### Task instructions
1. In the text on endocardial cushion defects, which chromosome have linkage analyses suggested carries a locus for autosomal dominant AV septal defects?
2. Render this sentence from the text on endocardial cushion defects in Spanish: "Good dental hygiene for the child is imperative."
3. Reproduce the text on endocardial cushion defects from "Other chromosomal abnormalities" to "q+, and 1p+3p-.".

### Source extract
* * *

Parents must be instructed to ensure that antibiotic prophylaxis for dental procedures is instituted for the child. Good dental hygiene for the child is imperative.

Pathophysiology

Predominant left-to-right shunting of blood through the heart occurs in patients with endocardial cushion defects (atrioventricular [AV] canal or septal defects). In patients with partial defects, this occurs through the ostium primum atrial septal defect. When a complete endocardial cushion defect is present, a large ventricular septal defect as well as valvular insufficiency may develop, resulting in volume overload of both the left and right ventricles associated with heart failure in early life. In patients with long-standing pulmonary overload, pulmonary vascular disease may develop and congestive heart failure (CHF) symptoms may improve. This improvement is a poor prognostic indicator because it heralds the development of right-to-left shunting and irreversible pulmonary hypertension (ie, Eisenmenger syndrome).^[2]

Genetics

The characteristic pattern of the endocardial cushion defect (atrioventricular [AV] canal or septal defect) has been attributed to trisomy 21 and Down syndrome in some cases. Some evidence exists that a critical region of chromosome band 21q22 may contribute particularly to the cardiac malformation in this syndrome.

Other chromosomal abnormalities also can result in AV septal defects, in particular, deletion of 8p, partial 10q monosomy, partial 13q monosomy, ring 22 14 q+, and 1p+3p-.

In most cases of significant chromosomal aberration, AV septal defects are associated with other noncardiac congenital defects. However, isolated AV septal defects can be transmitted in families as an autosomal dominant trait.

Linkage analyses have suggested a locus for autosomal dominant AV septal defects on chromosome 1p but no specific gene defect has yet been identified.

Growth factor aberrations

In the developing fetus, cardiac tissue formation is dependent upon appropriate growth factor stimulation including transforming growth factor beta and platelet-derived growth factor. Alterations in the concentration or efficacy of these factors during embryogenesis can contribute to the cardiac malformations.

* * *

### Photo-based referring expression data
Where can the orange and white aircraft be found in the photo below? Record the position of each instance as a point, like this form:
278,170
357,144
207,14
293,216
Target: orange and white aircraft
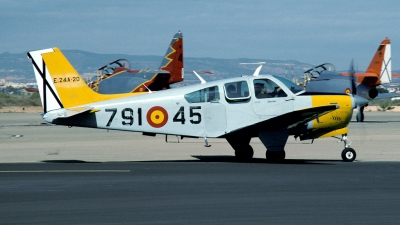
363,84
117,76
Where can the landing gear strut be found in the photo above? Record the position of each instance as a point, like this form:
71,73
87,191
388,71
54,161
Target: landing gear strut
275,156
241,145
360,114
244,154
348,154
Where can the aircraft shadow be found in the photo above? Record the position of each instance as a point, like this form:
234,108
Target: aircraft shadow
232,159
67,161
216,158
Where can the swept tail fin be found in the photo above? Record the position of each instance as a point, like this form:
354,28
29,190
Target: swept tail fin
173,59
381,63
59,84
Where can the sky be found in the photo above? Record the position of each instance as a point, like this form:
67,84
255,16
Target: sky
311,31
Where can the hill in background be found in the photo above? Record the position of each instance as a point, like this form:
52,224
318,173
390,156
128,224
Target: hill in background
16,67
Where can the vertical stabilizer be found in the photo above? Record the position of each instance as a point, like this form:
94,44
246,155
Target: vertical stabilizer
381,62
59,84
173,59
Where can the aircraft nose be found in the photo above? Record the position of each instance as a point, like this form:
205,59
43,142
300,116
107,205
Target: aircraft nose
359,101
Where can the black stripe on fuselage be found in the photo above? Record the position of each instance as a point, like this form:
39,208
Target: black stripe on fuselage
45,84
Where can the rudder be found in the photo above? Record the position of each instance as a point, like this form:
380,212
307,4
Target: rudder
381,63
173,59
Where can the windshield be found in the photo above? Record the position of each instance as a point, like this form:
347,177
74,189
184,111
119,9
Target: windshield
289,84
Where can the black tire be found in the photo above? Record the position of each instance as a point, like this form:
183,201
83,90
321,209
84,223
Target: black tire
244,154
360,114
348,155
275,156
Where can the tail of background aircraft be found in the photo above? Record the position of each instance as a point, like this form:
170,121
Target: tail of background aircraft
173,60
59,84
381,63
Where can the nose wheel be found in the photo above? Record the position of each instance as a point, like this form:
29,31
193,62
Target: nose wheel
348,155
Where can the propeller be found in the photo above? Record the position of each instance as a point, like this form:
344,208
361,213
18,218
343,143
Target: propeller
353,78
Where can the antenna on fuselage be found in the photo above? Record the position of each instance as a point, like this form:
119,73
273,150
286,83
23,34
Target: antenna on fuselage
147,88
257,71
198,76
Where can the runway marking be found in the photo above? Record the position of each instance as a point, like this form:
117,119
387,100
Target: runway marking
66,171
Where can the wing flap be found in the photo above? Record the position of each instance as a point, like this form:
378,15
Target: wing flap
289,120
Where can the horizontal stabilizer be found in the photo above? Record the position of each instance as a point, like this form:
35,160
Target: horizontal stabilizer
66,113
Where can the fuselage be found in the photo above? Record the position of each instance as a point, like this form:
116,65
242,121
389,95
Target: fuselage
210,110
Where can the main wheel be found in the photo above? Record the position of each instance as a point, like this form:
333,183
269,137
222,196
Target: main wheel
244,154
275,156
360,114
348,155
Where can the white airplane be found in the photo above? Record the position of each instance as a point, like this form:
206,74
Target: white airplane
237,109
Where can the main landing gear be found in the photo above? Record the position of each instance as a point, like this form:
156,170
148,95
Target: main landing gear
241,145
348,154
360,114
244,154
275,156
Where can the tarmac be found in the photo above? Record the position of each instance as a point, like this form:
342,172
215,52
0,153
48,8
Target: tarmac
25,137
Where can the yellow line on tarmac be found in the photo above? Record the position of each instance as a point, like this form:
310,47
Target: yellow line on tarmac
66,171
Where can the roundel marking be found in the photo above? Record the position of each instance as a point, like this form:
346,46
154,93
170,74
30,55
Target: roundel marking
157,117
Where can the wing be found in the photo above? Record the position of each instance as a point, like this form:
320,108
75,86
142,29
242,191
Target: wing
291,121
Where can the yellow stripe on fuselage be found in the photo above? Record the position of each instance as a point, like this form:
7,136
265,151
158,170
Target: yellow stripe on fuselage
335,122
71,88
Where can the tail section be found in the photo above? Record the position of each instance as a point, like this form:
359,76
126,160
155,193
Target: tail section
59,84
173,60
381,63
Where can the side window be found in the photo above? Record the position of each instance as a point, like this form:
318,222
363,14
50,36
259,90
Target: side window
264,88
237,91
210,94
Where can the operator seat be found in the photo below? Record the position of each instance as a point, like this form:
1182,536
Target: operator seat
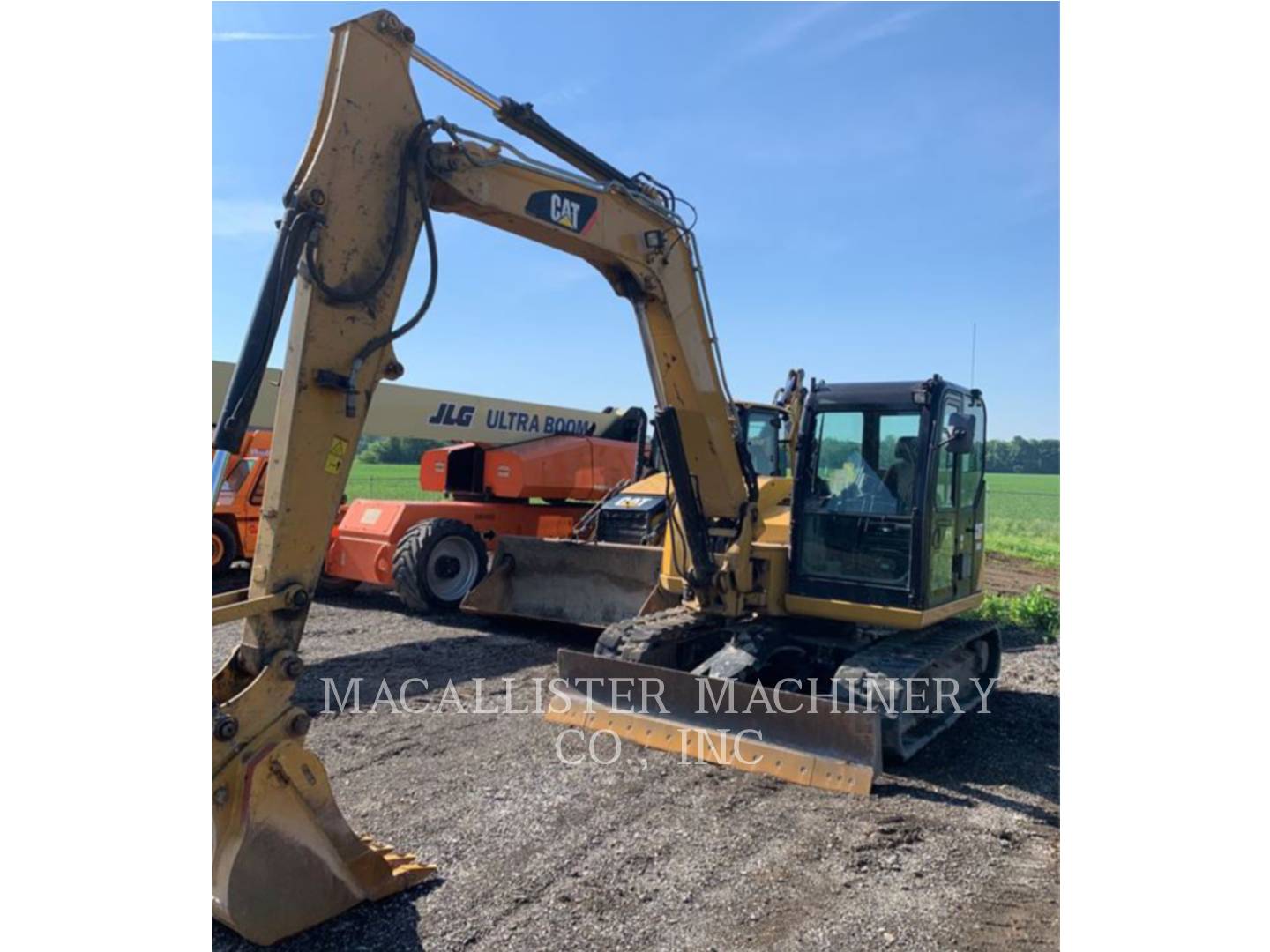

* * *

### Responses per task
1. Chromosome 1p.

2. Una buena higiene dental para el niño es imprescindible.

3.
Other chromosomal abnormalities also can result in AV septal defects, in particular, deletion of 8p, partial 10q monosomy, partial 13q monosomy, ring 22 14 q+, and 1p+3p-.